### DATA RECORDS ###
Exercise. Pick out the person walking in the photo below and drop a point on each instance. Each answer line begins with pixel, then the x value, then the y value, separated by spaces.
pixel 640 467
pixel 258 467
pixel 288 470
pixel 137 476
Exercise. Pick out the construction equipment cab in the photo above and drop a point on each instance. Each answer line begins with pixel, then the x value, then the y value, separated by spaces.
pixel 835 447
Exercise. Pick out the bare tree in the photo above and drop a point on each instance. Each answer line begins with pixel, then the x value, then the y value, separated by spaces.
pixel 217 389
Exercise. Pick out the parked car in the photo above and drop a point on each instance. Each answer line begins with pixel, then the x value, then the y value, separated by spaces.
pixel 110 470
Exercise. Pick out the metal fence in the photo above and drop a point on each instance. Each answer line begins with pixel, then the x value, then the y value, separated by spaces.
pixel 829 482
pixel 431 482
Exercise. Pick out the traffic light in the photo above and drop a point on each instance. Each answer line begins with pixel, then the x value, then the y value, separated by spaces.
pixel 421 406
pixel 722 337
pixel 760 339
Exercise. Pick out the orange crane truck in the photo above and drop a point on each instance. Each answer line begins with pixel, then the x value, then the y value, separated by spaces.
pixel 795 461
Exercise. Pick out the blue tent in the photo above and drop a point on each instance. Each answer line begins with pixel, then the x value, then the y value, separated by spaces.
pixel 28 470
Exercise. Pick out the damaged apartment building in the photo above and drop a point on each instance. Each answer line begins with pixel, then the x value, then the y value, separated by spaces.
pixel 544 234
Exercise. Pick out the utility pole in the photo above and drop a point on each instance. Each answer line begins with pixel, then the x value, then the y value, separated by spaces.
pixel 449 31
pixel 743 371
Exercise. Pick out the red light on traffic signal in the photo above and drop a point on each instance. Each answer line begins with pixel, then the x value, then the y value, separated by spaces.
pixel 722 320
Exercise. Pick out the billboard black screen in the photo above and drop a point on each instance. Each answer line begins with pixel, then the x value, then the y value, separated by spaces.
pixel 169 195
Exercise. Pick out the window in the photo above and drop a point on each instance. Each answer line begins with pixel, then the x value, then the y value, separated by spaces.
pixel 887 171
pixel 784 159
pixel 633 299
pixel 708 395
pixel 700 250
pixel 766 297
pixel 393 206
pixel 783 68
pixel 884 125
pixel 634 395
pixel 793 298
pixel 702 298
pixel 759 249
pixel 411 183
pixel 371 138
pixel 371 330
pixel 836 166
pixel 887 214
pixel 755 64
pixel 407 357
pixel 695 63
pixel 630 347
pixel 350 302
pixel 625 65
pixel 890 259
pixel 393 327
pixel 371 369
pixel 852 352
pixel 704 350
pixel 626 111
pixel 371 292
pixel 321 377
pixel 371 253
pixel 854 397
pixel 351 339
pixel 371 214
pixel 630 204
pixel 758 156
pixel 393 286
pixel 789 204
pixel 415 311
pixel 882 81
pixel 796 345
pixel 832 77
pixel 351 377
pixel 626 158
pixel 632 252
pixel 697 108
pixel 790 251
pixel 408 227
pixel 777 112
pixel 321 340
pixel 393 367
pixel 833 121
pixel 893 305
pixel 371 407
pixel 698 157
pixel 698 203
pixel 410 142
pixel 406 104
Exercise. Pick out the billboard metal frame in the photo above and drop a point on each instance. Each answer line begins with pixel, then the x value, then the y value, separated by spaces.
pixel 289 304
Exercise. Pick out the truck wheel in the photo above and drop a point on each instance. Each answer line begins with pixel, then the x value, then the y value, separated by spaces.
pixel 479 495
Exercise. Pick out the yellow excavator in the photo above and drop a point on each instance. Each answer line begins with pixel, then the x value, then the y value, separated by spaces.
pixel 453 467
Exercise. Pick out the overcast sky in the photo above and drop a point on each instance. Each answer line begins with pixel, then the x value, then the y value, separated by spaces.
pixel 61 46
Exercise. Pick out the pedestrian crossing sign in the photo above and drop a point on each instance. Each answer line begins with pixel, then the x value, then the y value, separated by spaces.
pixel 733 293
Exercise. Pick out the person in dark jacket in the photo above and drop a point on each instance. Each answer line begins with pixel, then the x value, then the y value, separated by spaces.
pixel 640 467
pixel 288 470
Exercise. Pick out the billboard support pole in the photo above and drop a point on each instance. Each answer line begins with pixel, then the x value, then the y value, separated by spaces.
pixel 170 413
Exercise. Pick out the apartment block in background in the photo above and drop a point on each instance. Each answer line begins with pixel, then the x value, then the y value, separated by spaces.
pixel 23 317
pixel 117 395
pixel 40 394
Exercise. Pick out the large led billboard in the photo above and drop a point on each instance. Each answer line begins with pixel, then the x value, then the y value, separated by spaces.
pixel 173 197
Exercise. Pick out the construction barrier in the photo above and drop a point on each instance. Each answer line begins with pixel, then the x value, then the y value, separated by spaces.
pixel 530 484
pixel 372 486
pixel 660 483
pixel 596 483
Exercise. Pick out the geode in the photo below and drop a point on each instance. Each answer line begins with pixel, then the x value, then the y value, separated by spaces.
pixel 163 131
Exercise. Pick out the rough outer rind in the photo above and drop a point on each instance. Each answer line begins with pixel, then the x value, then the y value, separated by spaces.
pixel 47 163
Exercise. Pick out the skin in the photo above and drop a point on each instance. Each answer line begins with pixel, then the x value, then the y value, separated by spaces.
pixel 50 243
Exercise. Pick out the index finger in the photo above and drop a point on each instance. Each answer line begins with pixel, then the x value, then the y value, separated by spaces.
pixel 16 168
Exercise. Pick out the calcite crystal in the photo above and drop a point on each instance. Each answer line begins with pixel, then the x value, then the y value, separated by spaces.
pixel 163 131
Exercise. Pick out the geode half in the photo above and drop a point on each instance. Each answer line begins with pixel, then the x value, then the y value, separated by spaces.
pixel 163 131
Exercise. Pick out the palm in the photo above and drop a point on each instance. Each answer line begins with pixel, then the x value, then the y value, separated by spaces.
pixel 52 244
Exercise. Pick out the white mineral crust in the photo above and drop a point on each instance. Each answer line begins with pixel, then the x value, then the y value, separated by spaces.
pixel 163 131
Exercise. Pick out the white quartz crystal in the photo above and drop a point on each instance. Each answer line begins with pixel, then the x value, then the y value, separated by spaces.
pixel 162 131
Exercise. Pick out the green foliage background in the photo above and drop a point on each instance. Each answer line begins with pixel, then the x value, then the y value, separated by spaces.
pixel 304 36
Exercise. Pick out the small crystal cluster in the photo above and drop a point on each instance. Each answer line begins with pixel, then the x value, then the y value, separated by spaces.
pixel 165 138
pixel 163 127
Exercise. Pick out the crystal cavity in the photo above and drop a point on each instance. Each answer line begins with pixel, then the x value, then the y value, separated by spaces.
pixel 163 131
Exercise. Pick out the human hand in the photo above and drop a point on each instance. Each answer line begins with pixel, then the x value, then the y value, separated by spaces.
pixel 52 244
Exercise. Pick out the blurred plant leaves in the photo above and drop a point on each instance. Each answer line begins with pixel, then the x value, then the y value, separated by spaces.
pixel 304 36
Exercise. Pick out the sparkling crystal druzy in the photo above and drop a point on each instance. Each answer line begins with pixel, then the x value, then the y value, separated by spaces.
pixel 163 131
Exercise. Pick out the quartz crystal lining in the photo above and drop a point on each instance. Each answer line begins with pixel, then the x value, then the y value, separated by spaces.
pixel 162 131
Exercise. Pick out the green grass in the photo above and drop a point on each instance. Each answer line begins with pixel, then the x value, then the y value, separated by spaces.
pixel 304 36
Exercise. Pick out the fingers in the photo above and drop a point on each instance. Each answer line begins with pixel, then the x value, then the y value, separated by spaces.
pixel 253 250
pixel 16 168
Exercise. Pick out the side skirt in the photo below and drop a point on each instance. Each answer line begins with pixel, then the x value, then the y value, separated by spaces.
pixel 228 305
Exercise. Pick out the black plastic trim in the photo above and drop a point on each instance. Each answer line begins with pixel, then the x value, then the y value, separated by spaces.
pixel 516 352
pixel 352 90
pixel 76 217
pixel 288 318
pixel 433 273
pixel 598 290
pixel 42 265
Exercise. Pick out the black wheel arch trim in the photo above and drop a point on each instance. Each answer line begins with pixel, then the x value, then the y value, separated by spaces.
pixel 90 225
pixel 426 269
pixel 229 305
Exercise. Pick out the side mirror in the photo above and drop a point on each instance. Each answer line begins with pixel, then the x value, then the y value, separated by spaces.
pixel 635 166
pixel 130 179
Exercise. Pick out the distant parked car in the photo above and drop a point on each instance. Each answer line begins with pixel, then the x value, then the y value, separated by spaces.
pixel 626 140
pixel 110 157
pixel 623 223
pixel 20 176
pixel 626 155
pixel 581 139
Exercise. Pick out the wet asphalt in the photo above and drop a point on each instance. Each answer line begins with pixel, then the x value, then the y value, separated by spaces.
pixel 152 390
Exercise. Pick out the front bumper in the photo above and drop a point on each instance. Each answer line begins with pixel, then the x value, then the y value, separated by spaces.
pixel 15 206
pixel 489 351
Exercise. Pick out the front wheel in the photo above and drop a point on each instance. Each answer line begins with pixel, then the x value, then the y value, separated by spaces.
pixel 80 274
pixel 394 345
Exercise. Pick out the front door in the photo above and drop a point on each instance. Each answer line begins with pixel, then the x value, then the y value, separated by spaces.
###
Please rewrite every line of the data from the line containing "Exercise. Pick out the billboard black" through the line containing "pixel 169 195", changing only the x and y point coordinates. Scale each coordinate by 0.45 and round it to a whole number, with halves rounded up.

* ANSWER TO THE TASK:
Exercise. Pick out the billboard black screen in the photo above and drop a point on each instance. Each answer line begins with pixel, then the x value, then the y value, separated by spaces.
pixel 76 88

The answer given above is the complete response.